EXERCÍCIO PROPOSTO -> Repita todos os registros abaixo, linha por linha, sem mudar nada.

MATERIAL FORNECIDO ->
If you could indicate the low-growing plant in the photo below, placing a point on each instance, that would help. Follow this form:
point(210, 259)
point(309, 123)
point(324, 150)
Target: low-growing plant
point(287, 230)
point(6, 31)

EXERCÍCIO RESOLVIDO ->
If you could indicate the low-growing plant in the photo below, placing a point on each instance, that would help. Follow this form:
point(210, 259)
point(309, 123)
point(324, 150)
Target: low-growing plant
point(287, 230)
point(6, 31)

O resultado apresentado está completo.